*** DATASET ENTRIES Section Begins ***

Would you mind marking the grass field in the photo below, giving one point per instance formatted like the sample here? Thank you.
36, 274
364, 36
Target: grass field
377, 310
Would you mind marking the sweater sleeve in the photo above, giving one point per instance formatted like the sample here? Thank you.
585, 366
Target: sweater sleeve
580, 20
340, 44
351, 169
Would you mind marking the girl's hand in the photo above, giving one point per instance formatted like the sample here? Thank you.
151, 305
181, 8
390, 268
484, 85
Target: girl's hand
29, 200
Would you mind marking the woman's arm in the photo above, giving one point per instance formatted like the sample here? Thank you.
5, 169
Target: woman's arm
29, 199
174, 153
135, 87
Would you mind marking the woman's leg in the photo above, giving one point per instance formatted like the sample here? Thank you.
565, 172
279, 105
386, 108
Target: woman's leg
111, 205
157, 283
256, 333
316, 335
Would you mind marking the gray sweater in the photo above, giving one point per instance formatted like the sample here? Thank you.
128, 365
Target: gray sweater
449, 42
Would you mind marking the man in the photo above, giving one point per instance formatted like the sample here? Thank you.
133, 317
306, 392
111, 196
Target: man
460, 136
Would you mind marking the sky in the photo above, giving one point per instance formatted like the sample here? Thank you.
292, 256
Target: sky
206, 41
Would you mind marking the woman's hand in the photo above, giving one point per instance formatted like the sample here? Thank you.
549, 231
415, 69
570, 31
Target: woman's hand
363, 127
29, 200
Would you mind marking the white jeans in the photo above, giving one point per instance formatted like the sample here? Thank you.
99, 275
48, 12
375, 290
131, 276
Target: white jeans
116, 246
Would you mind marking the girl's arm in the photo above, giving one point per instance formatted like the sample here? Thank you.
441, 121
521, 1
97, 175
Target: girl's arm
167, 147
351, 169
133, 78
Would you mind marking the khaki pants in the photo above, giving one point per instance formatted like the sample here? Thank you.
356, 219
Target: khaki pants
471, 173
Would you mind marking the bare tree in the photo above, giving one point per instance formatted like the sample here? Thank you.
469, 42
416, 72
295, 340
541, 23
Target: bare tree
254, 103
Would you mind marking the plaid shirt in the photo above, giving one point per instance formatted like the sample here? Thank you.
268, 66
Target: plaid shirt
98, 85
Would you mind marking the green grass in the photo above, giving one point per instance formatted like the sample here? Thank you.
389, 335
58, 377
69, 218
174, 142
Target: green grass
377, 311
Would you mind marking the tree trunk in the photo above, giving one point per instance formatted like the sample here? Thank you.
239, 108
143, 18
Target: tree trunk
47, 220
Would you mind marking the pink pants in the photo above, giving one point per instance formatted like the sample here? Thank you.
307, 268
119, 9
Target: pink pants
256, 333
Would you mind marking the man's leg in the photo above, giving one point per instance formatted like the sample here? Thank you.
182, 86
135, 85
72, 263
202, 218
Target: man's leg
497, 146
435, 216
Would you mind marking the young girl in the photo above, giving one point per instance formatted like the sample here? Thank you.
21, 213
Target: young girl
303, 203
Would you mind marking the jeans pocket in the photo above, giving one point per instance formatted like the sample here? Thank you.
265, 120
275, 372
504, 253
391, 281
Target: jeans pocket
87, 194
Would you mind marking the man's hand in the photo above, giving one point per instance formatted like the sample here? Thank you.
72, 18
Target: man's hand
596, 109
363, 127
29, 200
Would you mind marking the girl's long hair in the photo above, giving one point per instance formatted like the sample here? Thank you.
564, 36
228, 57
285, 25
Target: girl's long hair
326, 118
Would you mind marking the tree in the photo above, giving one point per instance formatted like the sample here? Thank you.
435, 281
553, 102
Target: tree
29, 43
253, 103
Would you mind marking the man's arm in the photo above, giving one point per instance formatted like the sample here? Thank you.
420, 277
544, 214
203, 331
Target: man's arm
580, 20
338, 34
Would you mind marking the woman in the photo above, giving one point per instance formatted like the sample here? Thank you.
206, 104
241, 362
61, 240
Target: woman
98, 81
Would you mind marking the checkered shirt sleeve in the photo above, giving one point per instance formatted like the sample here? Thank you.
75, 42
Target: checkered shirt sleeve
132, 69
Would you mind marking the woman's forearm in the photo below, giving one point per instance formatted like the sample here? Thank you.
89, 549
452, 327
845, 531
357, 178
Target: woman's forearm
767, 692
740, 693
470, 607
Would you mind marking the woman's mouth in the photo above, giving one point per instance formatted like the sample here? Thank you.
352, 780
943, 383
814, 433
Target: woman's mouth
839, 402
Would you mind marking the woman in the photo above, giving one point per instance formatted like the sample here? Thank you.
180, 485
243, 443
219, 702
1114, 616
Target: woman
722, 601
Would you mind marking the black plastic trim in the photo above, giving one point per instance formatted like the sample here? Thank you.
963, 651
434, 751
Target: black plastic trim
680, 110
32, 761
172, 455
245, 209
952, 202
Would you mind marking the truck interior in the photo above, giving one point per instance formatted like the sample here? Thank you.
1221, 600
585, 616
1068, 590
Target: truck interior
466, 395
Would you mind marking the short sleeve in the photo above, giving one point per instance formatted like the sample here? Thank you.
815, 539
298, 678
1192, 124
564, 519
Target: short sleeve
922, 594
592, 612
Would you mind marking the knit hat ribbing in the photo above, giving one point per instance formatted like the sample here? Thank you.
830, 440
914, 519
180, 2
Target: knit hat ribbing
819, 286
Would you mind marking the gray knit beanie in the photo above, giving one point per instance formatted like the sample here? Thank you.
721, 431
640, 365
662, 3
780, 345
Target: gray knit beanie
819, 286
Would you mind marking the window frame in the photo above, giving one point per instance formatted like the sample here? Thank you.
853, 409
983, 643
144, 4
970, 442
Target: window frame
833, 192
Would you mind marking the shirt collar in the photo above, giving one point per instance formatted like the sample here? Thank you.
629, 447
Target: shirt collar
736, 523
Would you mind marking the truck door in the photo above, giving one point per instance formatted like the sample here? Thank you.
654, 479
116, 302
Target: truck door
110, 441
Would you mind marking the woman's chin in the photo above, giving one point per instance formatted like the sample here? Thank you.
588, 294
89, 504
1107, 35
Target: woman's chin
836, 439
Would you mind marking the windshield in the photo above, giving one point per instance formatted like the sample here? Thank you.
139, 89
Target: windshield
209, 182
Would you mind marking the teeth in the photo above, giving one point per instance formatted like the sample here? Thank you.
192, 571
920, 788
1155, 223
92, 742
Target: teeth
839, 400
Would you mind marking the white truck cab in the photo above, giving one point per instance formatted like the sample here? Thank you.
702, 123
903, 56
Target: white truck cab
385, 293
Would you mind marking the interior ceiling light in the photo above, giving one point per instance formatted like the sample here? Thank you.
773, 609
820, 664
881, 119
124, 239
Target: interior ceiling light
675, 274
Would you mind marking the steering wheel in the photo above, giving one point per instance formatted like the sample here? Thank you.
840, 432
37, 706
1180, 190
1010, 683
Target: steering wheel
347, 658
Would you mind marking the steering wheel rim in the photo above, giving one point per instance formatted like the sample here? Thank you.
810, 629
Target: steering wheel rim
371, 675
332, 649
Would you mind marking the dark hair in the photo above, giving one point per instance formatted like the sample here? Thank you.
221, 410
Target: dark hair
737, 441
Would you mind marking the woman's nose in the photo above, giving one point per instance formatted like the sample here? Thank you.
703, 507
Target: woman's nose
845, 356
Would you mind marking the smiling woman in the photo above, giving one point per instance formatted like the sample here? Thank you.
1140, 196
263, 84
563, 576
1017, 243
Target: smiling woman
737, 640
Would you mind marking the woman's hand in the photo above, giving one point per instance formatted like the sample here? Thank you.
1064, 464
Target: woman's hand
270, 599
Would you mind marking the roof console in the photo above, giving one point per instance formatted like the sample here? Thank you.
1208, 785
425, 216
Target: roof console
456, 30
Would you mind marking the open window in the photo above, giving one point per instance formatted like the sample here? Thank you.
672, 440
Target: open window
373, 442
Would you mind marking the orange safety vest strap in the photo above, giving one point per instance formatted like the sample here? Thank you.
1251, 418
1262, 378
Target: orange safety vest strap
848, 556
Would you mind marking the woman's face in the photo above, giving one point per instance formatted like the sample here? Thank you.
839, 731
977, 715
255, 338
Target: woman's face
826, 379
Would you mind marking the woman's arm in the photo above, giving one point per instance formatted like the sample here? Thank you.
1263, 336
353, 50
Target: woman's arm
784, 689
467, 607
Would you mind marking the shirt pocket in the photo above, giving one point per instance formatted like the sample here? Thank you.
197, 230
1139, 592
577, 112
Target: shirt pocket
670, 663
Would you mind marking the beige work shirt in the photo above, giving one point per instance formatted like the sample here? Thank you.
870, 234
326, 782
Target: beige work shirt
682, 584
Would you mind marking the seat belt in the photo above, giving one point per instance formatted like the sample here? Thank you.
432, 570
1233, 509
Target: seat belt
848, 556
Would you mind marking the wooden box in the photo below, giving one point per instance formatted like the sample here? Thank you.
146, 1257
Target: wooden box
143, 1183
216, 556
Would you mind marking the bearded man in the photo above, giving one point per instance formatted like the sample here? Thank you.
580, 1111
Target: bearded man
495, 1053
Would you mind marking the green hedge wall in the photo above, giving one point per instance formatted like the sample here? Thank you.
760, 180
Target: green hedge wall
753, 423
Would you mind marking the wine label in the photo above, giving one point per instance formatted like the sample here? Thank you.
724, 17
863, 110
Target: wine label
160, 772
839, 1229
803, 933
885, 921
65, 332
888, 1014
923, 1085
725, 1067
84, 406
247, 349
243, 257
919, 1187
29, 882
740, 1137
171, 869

*** DATASET ENTRIES Section Ends ***

PROBLEM DETAILS: Report each line of the data in which "below" occurs.

WRITTEN SOLUTION:
Would you mind marking the grass field in the photo below, giving one point per instance formatted like the sample here? Thank you.
Would you mind marking the woman's forearm in the photo below, giving one point per instance formatted like the sample here? Thank you.
Would you mind marking the wooden box in the photo below, giving one point per instance formatted like the sample here? Thank you.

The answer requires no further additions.